§ Set exercise
Print the entire listing. Each line must match the original exactly.

start Given records

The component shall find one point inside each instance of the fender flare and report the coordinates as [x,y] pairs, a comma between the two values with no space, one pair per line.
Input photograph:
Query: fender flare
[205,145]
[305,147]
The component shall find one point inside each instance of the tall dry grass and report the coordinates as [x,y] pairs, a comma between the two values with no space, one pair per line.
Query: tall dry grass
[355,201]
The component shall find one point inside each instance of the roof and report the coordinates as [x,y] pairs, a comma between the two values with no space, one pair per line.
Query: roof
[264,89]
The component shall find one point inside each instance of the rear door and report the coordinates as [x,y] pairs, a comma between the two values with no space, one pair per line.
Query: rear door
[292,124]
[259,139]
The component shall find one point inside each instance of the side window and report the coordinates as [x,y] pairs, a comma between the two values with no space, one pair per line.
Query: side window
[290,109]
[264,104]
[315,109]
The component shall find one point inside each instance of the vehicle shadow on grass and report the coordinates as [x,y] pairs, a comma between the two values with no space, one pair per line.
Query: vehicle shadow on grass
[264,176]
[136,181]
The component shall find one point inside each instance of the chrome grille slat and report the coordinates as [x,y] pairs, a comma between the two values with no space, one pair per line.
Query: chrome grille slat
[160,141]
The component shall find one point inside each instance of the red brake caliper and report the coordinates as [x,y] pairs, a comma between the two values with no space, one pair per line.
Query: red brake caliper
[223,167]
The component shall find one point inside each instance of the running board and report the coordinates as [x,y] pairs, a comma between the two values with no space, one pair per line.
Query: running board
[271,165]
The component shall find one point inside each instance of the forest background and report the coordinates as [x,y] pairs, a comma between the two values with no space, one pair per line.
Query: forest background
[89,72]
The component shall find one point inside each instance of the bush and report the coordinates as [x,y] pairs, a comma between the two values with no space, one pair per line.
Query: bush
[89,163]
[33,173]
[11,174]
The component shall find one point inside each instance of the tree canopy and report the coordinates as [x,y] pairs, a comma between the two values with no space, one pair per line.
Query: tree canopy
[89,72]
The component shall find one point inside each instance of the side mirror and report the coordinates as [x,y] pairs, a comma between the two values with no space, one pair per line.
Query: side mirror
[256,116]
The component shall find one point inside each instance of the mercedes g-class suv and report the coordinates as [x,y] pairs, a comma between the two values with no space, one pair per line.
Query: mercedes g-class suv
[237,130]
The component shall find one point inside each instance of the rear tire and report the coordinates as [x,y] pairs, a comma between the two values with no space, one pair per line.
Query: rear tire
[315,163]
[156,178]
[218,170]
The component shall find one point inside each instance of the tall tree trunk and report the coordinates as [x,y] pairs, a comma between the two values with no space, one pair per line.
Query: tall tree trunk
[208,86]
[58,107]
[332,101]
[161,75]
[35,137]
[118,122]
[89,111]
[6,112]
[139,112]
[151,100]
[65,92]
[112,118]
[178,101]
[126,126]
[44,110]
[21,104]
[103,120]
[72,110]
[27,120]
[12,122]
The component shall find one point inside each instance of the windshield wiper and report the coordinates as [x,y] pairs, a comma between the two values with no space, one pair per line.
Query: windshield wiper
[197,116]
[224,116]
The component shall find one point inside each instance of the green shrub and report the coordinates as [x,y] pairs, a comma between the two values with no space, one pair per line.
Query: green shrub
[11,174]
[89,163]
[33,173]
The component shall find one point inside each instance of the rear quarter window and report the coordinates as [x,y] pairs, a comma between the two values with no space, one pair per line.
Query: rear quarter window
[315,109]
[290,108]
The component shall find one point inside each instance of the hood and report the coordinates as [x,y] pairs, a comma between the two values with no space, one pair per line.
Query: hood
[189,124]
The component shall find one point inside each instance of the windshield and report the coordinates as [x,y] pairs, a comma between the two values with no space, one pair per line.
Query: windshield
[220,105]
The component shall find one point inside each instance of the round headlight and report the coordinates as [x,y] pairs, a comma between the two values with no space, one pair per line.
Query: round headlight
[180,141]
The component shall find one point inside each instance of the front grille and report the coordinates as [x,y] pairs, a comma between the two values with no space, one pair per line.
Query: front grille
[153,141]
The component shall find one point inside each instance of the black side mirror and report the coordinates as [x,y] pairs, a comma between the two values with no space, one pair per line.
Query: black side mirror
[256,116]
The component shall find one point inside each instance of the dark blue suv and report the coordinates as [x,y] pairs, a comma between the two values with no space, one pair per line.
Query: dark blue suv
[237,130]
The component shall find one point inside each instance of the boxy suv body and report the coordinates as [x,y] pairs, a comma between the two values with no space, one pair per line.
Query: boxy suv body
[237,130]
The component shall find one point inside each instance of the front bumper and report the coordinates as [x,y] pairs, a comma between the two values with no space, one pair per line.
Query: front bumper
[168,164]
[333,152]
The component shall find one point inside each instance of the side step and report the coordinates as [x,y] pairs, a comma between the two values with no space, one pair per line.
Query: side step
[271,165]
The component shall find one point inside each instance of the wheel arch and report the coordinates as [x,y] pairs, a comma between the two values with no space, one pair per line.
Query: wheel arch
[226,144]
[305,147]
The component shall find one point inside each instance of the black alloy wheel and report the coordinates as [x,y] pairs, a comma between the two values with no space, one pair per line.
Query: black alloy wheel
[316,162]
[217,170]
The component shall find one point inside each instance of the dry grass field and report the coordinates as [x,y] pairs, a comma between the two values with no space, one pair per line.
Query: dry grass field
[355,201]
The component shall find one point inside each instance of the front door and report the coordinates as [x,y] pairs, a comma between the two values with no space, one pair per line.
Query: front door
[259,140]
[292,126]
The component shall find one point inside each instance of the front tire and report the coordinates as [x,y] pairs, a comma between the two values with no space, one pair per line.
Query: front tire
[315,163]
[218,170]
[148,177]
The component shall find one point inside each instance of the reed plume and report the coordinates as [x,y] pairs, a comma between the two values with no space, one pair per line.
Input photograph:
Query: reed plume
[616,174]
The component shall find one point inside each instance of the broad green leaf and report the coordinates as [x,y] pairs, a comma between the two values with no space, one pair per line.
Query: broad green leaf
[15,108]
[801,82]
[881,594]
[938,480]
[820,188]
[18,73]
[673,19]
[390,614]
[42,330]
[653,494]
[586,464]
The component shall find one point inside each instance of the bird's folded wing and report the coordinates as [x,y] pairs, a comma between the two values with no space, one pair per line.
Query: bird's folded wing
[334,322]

end Given records

§ Written solution
The component shall find one point inside each instance of the fender flare and report the coordinates as [x,y] pairs, a comma between the two values with no space, one pair per line.
Input photograph:
Query: fender flare
[205,145]
[305,147]
The component shall find one point inside each instance of the tall dry grass and report the coordinates as [x,y] pairs, a comma between the two values with no space, one pair per line.
Query: tall dry grass
[355,201]
The component shall find one point inside each instance of the roof and report the coordinates as [x,y] pairs, a comma between the two values with no space, one pair per line.
Query: roof
[264,89]
The component shall find one point inside each instance of the rear door and report the coordinates as [x,y] pairs, a comma between the two values with no space, one pair per line.
Query: rear door
[292,124]
[259,139]
The component shall find one point inside each instance of the side window and report the coordinates as [x,y] pairs, a comma between the two values with no space, one pair per line.
Query: side window
[290,109]
[264,104]
[315,109]
The component shall find one point inside each instance of the vehicle shadow on grass and report the coordinates as [x,y] pairs, a comma between the two values with no space, one pair per line.
Query: vehicle shadow on grass
[264,176]
[136,181]
The component shall find one point inside each instance of the chrome grille slat and report the coordinates as [x,y] pairs, a comma between the two values with no space, one pair per line.
Query: chrome grille slat
[160,141]
The component shall find one point inside each instance of the red brake caliper and report the coordinates as [x,y] pairs, a comma between the two values with no space, one pair per line.
Query: red brake caliper
[223,167]
The component shall find one point inside each instance of the running board and report the coordinates as [x,y] pairs, a comma between the two values with no space, one pair per line.
Query: running board
[271,165]
The component shall find one point inside each instance of the forest background and report the coordinates as [x,y] pairs, a comma between the two values with no space, one pair per line.
Query: forest background
[89,72]
The component shall find one point inside each instance of the bush and report the coordinates as [x,y] pairs, a comma between the two values with no space, one pair per line.
Query: bush
[89,163]
[33,173]
[11,174]
The component shall find one point inside each instance of the tree canopy and report the coordinates as [x,y] pairs, a comma between the two values with no space, one pair per line.
Query: tree canopy
[89,72]
The component shall find one point inside each instance of the side mirror and report the coordinates as [x,y] pairs, a comma between the two values with no space, one pair per line.
Query: side mirror
[256,116]
The component shall find one point inside each instance of the mercedes g-class suv and report the coordinates as [x,y] pairs, a comma between the two values with no space, one pair per line.
Query: mercedes g-class suv
[237,130]
The component shall find one point inside each instance of the rear tire and report the coordinates as [x,y] pairs, a comma between the two values with no space, one pair per line.
Query: rear tire
[315,163]
[156,178]
[218,170]
The component shall find one point inside each instance of the tall tree trunk and report the coordinates as [x,y] pairs, a comma between the two values with no space, one pair per line.
Query: tall tree trunk
[208,86]
[58,107]
[332,101]
[161,75]
[35,137]
[118,122]
[89,111]
[6,112]
[139,112]
[151,100]
[65,92]
[112,118]
[178,101]
[126,126]
[44,110]
[21,104]
[103,120]
[72,110]
[27,120]
[12,122]
The component shall find one point inside each instance of the windshield wiper and report the coordinates as [x,y] pairs, a comma between the two values with no space, one pair per line.
Query: windshield wiper
[197,116]
[224,116]
The component shall find one point inside each instance of the green shrub and report the coordinates as [x,y] pairs, a comma between the two values with no space, one pair per line.
Query: green shrub
[11,174]
[89,163]
[33,173]
The component shall find one point inside each instance of the rear quarter window and report the coordinates as [x,y] pairs, a comma between the two values with no space, one pair per line.
Query: rear quarter window
[315,109]
[290,108]
The component shall find one point inside each instance of the hood and report the coordinates as [x,y] pairs, a comma between the two values with no space, one pair per line.
Query: hood
[189,124]
The component shall find one point inside each instance of the windshield and report the coordinates as [x,y] pairs, a comma between the two values with no space, one pair per line.
Query: windshield
[220,105]
The component shall find one point inside each instance of the round headlight and report the coordinates as [x,y] pairs, a comma between the two values with no space, one pair per line.
Query: round headlight
[180,141]
The component shall find one point inside each instance of the front grille and report the coordinates as [x,y] pairs, a comma between the two values with no space, one pair per line.
Query: front grille
[153,141]
The component shall find one point inside each instance of the black side mirror and report the coordinates as [x,y] pairs, a comma between the two values with no space, one pair per line.
Query: black side mirror
[256,116]
The component shall find one point inside each instance of the dark blue suv and report the coordinates as [x,y] pairs, a comma between the two values with no space, one pair per line.
Query: dark blue suv
[237,130]
The component shall find one point inside each instance of the boxy suv body and report the coordinates as [x,y] pairs, a comma between the two values with no space, one pair per line.
Query: boxy suv body
[237,130]
The component shall find one point inside each instance of the front bumper and report the coordinates as [x,y] pairs, a comma between the two values with no space, one pair per line.
Query: front bumper
[168,164]
[333,152]
The component shall find one point inside each instance of the side step and report the coordinates as [x,y] pairs, a comma between the two values with no space, one pair per line.
Query: side step
[271,165]
The component shall find one point inside each instance of the wheel arch and report the coordinates as [x,y] pairs, a comma between the two values with no space, one pair per line.
Query: wheel arch
[226,144]
[305,147]
The component shall find one point inside each instance of the black alloy wheel and report the coordinates as [x,y] pairs, a comma between the two values with no space, one pair per line.
Query: black alloy wheel
[316,162]
[217,170]
The component shall find one point inside each instance of the dry grass field and report the coordinates as [x,y] pairs, a comma between the two values with no space, one pair per line.
Query: dry grass field
[355,201]
The component shall find one point inside each instance of the front door and report the coordinates as [x,y] pairs, a comma between the two values with no space, one pair per line.
Query: front door
[259,140]
[292,126]
The component shall find one point inside each instance of the front tire and report the coordinates as [x,y] pairs, a comma between the two values with no space, one pair per line.
Query: front tire
[315,163]
[218,170]
[148,177]
The component shall find one point inside each instance of the reed plume and report the coordinates as [x,y] pairs, a comma between the two values with no space, one pair per line.
Input photograph:
Query: reed plume
[616,174]
The component shall find one point inside each instance of the broad green leaf and report the coordinates as [x,y] pairs, a comma between the two values with no space, one pair per line.
Query: broad green leaf
[15,108]
[801,82]
[881,594]
[938,480]
[820,188]
[18,73]
[673,19]
[390,614]
[42,330]
[653,494]
[586,464]
The component shall find one point inside each instance of the bird's folded wing and report the coordinates as [x,y] pairs, a comma between the two values with no space, one pair per line.
Query: bird's folded wing
[334,322]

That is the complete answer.